Re: [PATCH v4 4/4] mm: vmalloc: convert vread() to vread_iter()

[Date Prev][Date Next][Thread Prev][Thread Next][Date Index][Thread Index]

 



On Wed, Mar 22, 2023 at 08:55:23PM +0800, Baoquan He wrote:
> On 03/21/23 at 08:54pm, Lorenzo Stoakes wrote:
> ......
> > Additionally, we must account for the fact that at any point a copy may
> > fail if this happens, we exit indicating fewer bytes retrieved than
> > expected.
> ......
> > -static int aligned_vread(char *buf, char *addr, unsigned long count)
> > +/*
> > + * small helper routine, copy contents to iter from addr.
> > + * If the page is not present, fill zero.
> > + *
> > + * Returns the number of copied bytes.
> > + */
> > +static size_t aligned_vread_iter(struct iov_iter *iter,
> > +				 const char *addr, size_t count)
> >  {
> > -	struct page *p;
> > -	int copied = 0;
> > +	size_t remains = count;
> > +	struct page *page;
> >
> > -	while (count) {
> > +	while (remains > 0) {
> >  		unsigned long offset, length;
> > +		size_t copied = 0;
> >
> >  		offset = offset_in_page(addr);
> >  		length = PAGE_SIZE - offset;
> > -		if (length > count)
> > -			length = count;
> > -		p = vmalloc_to_page(addr);
> > +		if (length > remains)

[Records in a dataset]
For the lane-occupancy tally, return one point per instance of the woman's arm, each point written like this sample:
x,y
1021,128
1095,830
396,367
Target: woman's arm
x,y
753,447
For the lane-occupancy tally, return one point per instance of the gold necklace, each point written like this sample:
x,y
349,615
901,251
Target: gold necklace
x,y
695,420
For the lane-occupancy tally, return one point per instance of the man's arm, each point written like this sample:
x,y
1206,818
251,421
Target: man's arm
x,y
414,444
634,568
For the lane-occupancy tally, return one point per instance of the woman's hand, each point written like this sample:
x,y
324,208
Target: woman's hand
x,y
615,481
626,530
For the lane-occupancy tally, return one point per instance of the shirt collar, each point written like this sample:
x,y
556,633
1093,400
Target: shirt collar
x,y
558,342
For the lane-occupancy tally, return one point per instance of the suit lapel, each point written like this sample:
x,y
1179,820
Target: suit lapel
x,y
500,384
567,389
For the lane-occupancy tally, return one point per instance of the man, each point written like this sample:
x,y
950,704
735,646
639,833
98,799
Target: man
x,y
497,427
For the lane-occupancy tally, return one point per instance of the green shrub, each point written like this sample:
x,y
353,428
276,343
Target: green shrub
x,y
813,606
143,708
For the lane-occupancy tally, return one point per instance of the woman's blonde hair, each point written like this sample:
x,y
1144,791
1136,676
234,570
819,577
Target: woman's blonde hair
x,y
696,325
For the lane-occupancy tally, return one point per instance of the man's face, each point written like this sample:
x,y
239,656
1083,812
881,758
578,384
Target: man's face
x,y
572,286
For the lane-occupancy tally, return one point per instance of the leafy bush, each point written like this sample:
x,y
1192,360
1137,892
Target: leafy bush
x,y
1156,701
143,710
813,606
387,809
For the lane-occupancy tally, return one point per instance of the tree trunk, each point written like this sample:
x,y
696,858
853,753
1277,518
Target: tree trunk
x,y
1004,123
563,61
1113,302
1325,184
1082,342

— Stated goal —
Decide whether each statement below agrees with the patch discussion. Answer yes or no for each, and quote the exact words of the patch discussion that settle it.
1. The new helper returns the number of bytes it copied.
2. When a page is not present, the new helper leaves the destination unchanged.
3. The loop in the new helper keeps running as long as the remaining byte count is greater than zero.

— The answer —
1. Yes: "Returns the number of copied bytes."
2. No: "If the page is not present, fill zero."
3. Yes: "while (remains > 0) {"